**SOURCE DOCUMENT**:

# Stupid Stupid Supply Houses



## Ron (Jun 12, 2008)

What makes me so mad about them is you think they heard you what you were asking for, only to find out they did not, then what really gets me :furious: is if I get to a job and then learn they screwed up my order. :furious:


----------



## Bill (Jun 17, 2008)

Ferguson Strikes Again!


----------



## Ron (Jun 12, 2008)

No this was Keller Supply, I don't do Fergee, last time I went there looking for a 1" brass nipple x close they did not have any, what a joke, and there suppose to be a supplier.


----------



## Plumberman (Jul 7, 2008)

I try to always check my parts before I pull out of the parking lot. I have been burnt a few times because I didnt. When your an hour out of town and half way through your day and realize you need one more fitting, send the helper to the box and he comes back saying its not there...:furious: makes for a bad day.


----------



## user4 (Jun 12, 2008)

USP45 said:


> Ferguson Strikes Again!


The Ferguson here is one of the better supply houses in town.


----------



## Ron (Jun 12, 2008)

Killertoiletspider said:


> The Ferguson here is one of the better supply houses in town.


One of the few out there.


----------



## ILPlumber (Jun 17, 2008)

My wholesaler is 80 miles away. They run a semi to me once a week. If something isn't right they run a guy in a truck to me immediately with the correct stuff. My orders usually get scrutinized pretty closely before leaving the supply house for this reason.

Last week they only had one thing wrong. I ordered a stick of 1" brass pipe and they brought 3/4". :no: Wrong stuff only happens bout 3 times per year. Can't complain.


----------



## Bill (Jun 17, 2008)

fergs here so far can screw up a wet dream. Done a Moes once and had to wait for 3 weeks to get my grease trap! Worst thing is they had done the take off 3 weeks before the job began, so thats a total of 6 weeks!

This is the one I had to wait for, the TZ600
http://www.big-dipper.com/big-dipper-grease-traps/trapzilla-grease-traps/default.php


----------

**EXTRACTED RECORDS**:
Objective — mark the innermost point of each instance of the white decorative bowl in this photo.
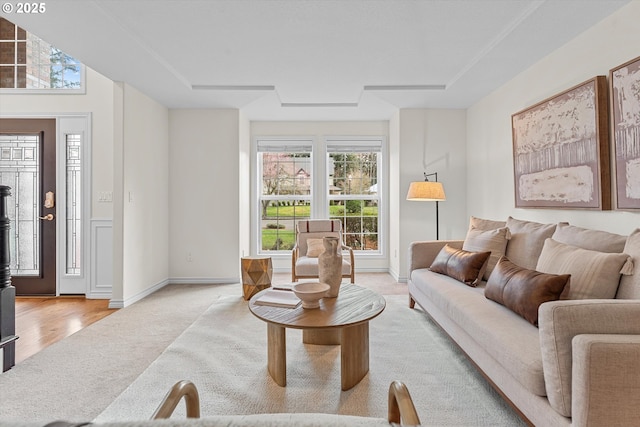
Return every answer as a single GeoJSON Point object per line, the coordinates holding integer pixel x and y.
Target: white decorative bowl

...

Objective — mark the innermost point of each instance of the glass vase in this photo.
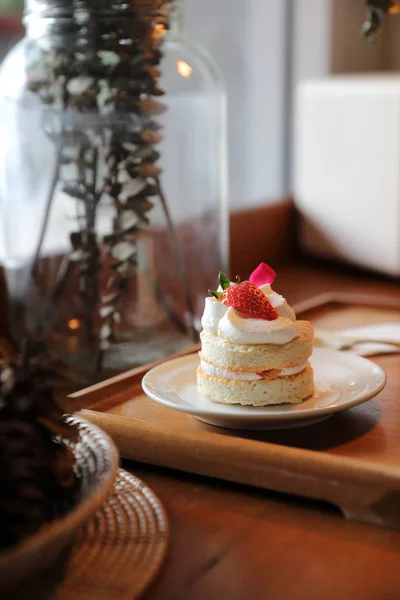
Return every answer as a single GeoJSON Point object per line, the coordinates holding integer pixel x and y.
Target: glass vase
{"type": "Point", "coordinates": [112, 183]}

...

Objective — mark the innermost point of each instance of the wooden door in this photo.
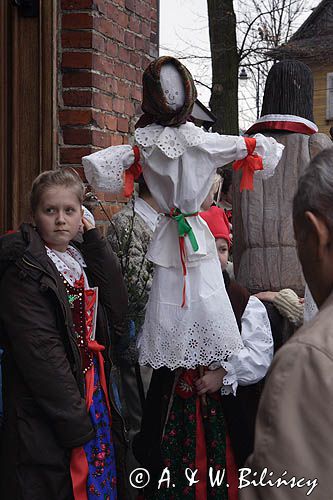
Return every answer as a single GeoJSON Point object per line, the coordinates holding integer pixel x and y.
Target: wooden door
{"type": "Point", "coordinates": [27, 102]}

**PROBLEM REQUIREMENTS**:
Rewrite the stretch of the plumbing supply thread from "One of the few" through "year. Can't complain.", substituting "distributor" for "wholesaler". The data are separate from the plumbing supply thread.

**THE RESPONSE**:
One of the few out there.


----------



## ILPlumber (Jun 17, 2008)

My distributor is 80 miles away. They run a semi to me once a week. If something isn't right they run a guy in a truck to me immediately with the correct stuff. My orders usually get scrutinized pretty closely before leaving the supply house for this reason.

Last week they only had one thing wrong. I ordered a stick of 1" brass pipe and they brought 3/4". :no: Wrong stuff only happens bout 3 times per year. Can't complain.